begin Dataset content
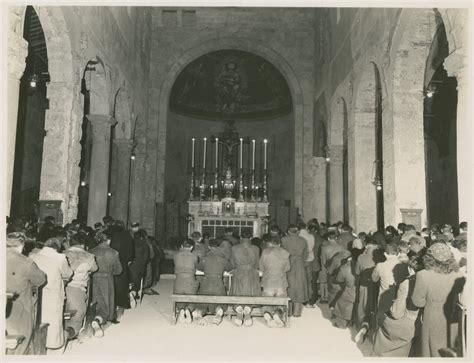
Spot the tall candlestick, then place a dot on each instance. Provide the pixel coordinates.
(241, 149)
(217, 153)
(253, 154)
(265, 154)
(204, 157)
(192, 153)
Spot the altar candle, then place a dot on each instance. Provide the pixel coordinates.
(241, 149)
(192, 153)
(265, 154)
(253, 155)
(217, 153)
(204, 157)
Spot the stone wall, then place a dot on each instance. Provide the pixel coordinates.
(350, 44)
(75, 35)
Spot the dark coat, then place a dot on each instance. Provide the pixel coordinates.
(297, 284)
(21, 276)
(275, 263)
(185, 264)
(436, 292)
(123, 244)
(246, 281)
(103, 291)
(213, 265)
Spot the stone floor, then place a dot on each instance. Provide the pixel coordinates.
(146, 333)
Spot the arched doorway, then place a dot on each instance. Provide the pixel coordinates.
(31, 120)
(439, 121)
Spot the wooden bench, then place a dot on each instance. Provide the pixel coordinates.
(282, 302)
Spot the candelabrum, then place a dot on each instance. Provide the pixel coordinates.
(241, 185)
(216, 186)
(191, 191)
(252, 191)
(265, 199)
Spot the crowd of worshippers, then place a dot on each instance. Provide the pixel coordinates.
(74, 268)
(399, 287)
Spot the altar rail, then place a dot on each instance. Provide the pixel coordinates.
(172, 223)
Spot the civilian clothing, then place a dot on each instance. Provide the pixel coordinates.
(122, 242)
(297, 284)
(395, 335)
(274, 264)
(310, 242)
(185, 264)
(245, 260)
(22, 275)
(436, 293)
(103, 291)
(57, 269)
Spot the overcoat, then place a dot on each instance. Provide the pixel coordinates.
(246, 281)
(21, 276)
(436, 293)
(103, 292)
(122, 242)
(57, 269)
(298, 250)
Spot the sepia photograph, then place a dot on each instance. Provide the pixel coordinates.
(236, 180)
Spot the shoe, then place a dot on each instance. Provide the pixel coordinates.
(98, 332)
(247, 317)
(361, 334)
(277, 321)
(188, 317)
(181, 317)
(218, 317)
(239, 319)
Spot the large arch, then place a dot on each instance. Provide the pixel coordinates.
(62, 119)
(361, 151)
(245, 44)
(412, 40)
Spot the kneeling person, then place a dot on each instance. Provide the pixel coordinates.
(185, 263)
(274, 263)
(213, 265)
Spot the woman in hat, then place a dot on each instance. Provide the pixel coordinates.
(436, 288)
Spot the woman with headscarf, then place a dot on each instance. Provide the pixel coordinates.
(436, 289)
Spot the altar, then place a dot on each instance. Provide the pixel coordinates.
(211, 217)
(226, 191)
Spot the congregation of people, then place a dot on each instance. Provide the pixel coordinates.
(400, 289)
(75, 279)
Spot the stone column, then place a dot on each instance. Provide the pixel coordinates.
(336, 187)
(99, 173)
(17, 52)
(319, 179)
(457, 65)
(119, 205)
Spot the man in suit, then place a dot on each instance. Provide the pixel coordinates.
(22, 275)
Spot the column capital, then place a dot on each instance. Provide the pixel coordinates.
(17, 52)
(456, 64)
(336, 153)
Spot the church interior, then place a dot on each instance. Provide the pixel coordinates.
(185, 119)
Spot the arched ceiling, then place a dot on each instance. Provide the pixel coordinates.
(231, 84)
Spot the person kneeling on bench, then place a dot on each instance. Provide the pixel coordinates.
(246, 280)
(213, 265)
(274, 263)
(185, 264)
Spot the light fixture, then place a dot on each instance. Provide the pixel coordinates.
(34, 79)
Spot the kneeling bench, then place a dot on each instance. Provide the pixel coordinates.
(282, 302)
end Dataset content
**What is expected**
Copy out each line exactly, without the pictures.

**Exercise solution**
Spot the tall candlestick, then place a dot on each instance. Provide the pixel coordinates.
(241, 149)
(217, 153)
(253, 154)
(265, 154)
(204, 157)
(192, 153)
Spot the altar candle, then place a dot on each instance. Provide the pixel coordinates.
(241, 149)
(192, 153)
(265, 154)
(253, 155)
(217, 153)
(204, 157)
Spot the stone wall, then place a dot on each instance. Provide the pixel coordinates.
(350, 44)
(75, 35)
Spot the dark coat, then place a dot on each instance. Provide the pixel coordinates.
(297, 284)
(21, 276)
(275, 263)
(185, 264)
(436, 292)
(123, 244)
(246, 281)
(103, 291)
(213, 265)
Spot the stone floor, then place a dot on each instance. Provide the pixel coordinates.
(146, 333)
Spot the arched doorway, then place a dot on each instance. Provide the pixel coordinates.
(31, 120)
(439, 121)
Spot the wooden bench, then place a dot on each instance. Provide the pixel coordinates.
(282, 302)
Spot the candelabrum, then place a dot on each instance. Provide the pixel coordinates.
(241, 185)
(216, 186)
(191, 191)
(252, 191)
(265, 199)
Spot the crowd of worshippers, then place a dot on each instance. Provide the pixel coordinates.
(74, 268)
(399, 287)
Spot the altar rail, then place a dot on each instance. Provide the pixel coordinates.
(172, 223)
Spot the civilian clothing, then place a dot on each instance. Provide the pixel coordinates.
(122, 242)
(297, 284)
(395, 335)
(274, 264)
(310, 242)
(185, 264)
(245, 260)
(22, 275)
(436, 293)
(103, 291)
(57, 269)
Spot the overcoat, then place a dot on each instance. Provide the pixel coordinates.
(246, 281)
(21, 276)
(436, 293)
(103, 292)
(122, 242)
(57, 269)
(298, 250)
Spot the sepia photograph, then place a dot on each instance. Provide the pixel coordinates.
(236, 180)
Spot the shoe, then place a dot on each instance. Provide the pixel coordinates.
(98, 332)
(247, 317)
(361, 334)
(277, 321)
(188, 317)
(181, 317)
(218, 317)
(239, 319)
Spot the large arch, then place a dot on each instance. Provide the pixel coordinates.
(62, 119)
(361, 151)
(245, 44)
(412, 40)
Spot the kneeling person, then place a dot on each instance. Provide the pixel coordinates.
(185, 263)
(274, 263)
(213, 265)
Spot the woman in hat, then place a dot on each instance. Provide the pixel coordinates.
(436, 288)
Spot the woman with headscarf, then place a dot on each instance. Provide the pixel coordinates.
(436, 289)
Spot the altar, then place a dot on each instance. Provide the pixel coordinates.
(211, 217)
(226, 191)
Spot the congregation of people, then place a dot on each instance. Provide the pixel coordinates.
(400, 289)
(75, 279)
Spot the stone column, then place a dot on each instance. Provide the pixel coordinates.
(336, 187)
(99, 173)
(17, 52)
(319, 179)
(457, 65)
(119, 205)
Spot the man in suit, then place a dot on each instance. Provide the pixel coordinates.
(22, 275)
Spot the column capital, then place a dot on each instance. Provide the pixel coordinates.
(17, 52)
(456, 64)
(336, 153)
Spot the church interior, then place a dot on each instance. Provide the pixel coordinates.
(185, 119)
Spot the arched ceiling, then place a dot on each instance. Provide the pixel coordinates.
(231, 84)
Spot the person kneeling on bench, then place a dot on each instance. Provide the pixel coordinates.
(246, 280)
(213, 265)
(274, 263)
(185, 264)
Spot the light fixture, then place a dot on each instance. Provide the pixel coordinates.
(34, 79)
Spot the kneeling bench, then place a dot on each instance. Provide the pixel coordinates.
(282, 302)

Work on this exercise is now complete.